§ Work to complete
Reproduce verbatim the portion of the reflection on lessons learned from Bhagawan that lies between "AS Vishwanathan" and "plane of existence.", inclusive.

§ Extract provided
AS Vishwanathan
2006 Prasanthi Nilayam
Poornamadah Poornamidam Poornaat Poornamudachyate
Poornasya Poornamaadaaya Poornamevaavasishyate
(That is Absolute, This is Absolute, Absolute arises out of Absolute
If Absolute is taken away from Absolute, Absolute remains)
Words are grossly inadequate to describe what I have learnt from Bhagawan. Having spent close to a decade and half at the Sri Sathya Sai Educational Institutions, I have come to the understanding that Bhagawan has innumerable lessons to teach us, provided we are ready to learn. We are fortunate to live with God who has donned the role of a Guru to help us all transcend to His plane of existence.
After I completed my post-graduation and looked back at the seven years that I had spent at Bhagawan’s lotus feet, it dawned on me that I had indeed travelled a great distance. The Divine Sculptor had worked hard to chisel away imperfections that He found in the rock that He had chosen. He had accomplished so much without me actually lending myself unto Him. What wonders would He achieve if I voluntarily gave myself to Him? The world was beckoning me with open hands. But my heart had already lodged itself at His lotus feet in Prasanthi Nilayam.
Bhagawan who would so lovingly interact with all His children and subtly drive home lessons for life had now chosen to change His pedagogy. He had taken to the path of teaching profound truths by means of His silence. Swami had assumed the role of a mother who had so lovingly brought up her child and was now standing back to keenly observe how it fared.
Each day brought along challenges that bogged me down. As time passed, I realized something very strange. Every challenge hurled at me would keep coming back to me no matter how I tried to avoid it. After a great deal of frustration, as I was rummaging through my cupboard, I came across an old pocket calendar with Swami’s photograph on it. The words below the photo hit me like the blow of a skilled blacksmith on a piece of red-hot iron. Here was my loving Lord teaching me a lesson; the lesson that would change my life. I was doing my best to follow the Master, but was faltering at the second step. Rather than face the devil I was trying to escape from it! I had to learn to face it and fight till the end. I knew that the devil was within me and not somewhere else. I developed the resolute faith that He alone could help me finish the game.

§ Records shown
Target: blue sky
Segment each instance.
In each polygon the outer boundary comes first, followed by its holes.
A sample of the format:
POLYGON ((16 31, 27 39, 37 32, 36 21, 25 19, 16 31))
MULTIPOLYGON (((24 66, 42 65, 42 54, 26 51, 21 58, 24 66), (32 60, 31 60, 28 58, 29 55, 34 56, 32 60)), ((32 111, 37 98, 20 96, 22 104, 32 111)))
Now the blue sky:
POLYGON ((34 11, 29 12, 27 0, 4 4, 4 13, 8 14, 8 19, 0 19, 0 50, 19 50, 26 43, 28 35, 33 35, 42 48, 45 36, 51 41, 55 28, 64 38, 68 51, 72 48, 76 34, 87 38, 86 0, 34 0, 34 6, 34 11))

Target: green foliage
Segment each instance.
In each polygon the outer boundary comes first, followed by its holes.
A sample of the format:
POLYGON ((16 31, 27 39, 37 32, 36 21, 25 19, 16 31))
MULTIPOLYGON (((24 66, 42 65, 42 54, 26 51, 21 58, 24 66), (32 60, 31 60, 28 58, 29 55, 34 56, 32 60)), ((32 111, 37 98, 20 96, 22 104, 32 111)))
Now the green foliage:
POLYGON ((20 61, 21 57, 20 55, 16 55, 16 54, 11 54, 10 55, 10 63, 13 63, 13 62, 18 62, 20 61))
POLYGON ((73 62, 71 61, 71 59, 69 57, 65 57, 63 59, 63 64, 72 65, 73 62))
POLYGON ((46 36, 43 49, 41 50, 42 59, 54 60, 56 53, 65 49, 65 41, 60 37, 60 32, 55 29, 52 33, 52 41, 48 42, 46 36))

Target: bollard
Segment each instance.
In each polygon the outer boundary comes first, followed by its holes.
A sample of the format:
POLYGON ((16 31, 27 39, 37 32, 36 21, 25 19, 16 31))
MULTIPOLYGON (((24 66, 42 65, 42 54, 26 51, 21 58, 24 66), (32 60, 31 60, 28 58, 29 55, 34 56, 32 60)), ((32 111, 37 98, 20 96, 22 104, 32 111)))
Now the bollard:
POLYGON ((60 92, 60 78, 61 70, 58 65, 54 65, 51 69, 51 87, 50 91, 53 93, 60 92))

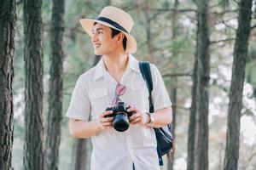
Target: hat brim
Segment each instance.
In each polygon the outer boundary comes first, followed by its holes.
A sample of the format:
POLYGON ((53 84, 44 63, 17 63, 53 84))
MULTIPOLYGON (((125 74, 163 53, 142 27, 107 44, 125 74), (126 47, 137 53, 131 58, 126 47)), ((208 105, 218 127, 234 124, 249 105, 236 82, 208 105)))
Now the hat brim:
POLYGON ((83 27, 83 29, 84 30, 84 31, 91 37, 92 37, 92 27, 95 22, 102 24, 103 26, 113 28, 115 30, 118 30, 121 32, 123 32, 126 38, 127 38, 127 42, 126 42, 126 50, 125 52, 128 54, 134 54, 137 51, 137 42, 135 38, 129 33, 126 33, 119 29, 117 29, 116 27, 114 27, 113 26, 102 21, 102 20, 90 20, 90 19, 81 19, 80 20, 80 24, 83 27))

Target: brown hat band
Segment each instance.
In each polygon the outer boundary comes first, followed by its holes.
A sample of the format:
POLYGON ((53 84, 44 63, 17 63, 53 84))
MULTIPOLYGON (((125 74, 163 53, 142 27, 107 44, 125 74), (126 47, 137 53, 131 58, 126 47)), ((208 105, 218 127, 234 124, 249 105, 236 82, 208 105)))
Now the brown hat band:
POLYGON ((97 17, 96 20, 106 22, 108 24, 110 24, 111 26, 114 26, 115 28, 129 34, 129 32, 123 26, 121 26, 118 23, 114 22, 113 20, 111 20, 110 19, 100 16, 100 17, 97 17))

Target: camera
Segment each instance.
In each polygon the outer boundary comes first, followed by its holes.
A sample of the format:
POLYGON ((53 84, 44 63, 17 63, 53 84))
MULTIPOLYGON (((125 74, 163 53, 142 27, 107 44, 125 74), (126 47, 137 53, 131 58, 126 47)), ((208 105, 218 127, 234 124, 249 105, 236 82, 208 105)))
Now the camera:
POLYGON ((105 117, 113 117, 113 127, 116 131, 124 132, 129 128, 128 118, 133 114, 127 111, 129 108, 130 106, 126 107, 124 102, 119 102, 115 106, 106 109, 106 110, 113 110, 112 114, 105 117))

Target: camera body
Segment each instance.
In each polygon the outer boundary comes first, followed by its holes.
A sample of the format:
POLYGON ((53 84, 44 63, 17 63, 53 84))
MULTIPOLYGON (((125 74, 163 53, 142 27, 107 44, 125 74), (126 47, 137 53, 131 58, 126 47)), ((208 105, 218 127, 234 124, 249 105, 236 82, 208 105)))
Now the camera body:
POLYGON ((113 110, 110 115, 105 117, 113 117, 113 127, 116 131, 124 132, 129 128, 129 117, 133 115, 133 112, 128 112, 127 110, 130 106, 126 107, 124 102, 119 102, 113 107, 108 107, 106 110, 113 110))

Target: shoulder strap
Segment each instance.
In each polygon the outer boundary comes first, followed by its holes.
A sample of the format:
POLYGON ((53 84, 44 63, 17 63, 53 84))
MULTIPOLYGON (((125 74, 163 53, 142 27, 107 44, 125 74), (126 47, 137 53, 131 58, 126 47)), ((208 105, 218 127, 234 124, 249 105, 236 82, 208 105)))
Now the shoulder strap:
POLYGON ((152 102, 152 94, 153 90, 153 82, 152 82, 152 75, 150 71, 150 64, 148 61, 140 61, 139 67, 143 79, 146 81, 148 90, 148 100, 149 100, 149 112, 154 112, 154 105, 152 102))

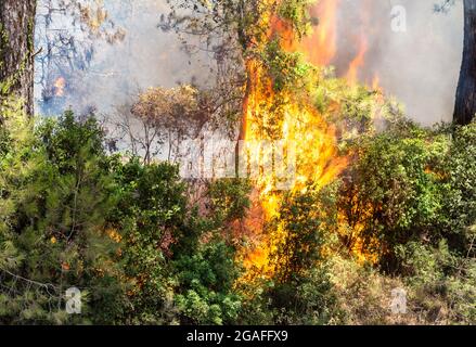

§ Full solution
AS Vishwanathan
2006 Prasanthi Nilayam
Poornamadah Poornamidam Poornaat Poornamudachyate
Poornasya Poornamaadaaya Poornamevaavasishyate
(That is Absolute, This is Absolute, Absolute arises out of Absolute
If Absolute is taken away from Absolute, Absolute remains)
Words are grossly inadequate to describe what I have learnt from Bhagawan. Having spent close to a decade and half at the Sri Sathya Sai Educational Institutions, I have come to the understanding that Bhagawan has innumerable lessons to teach us, provided we are ready to learn. We are fortunate to live with God who has donned the role of a Guru to help us all transcend to His plane of existence.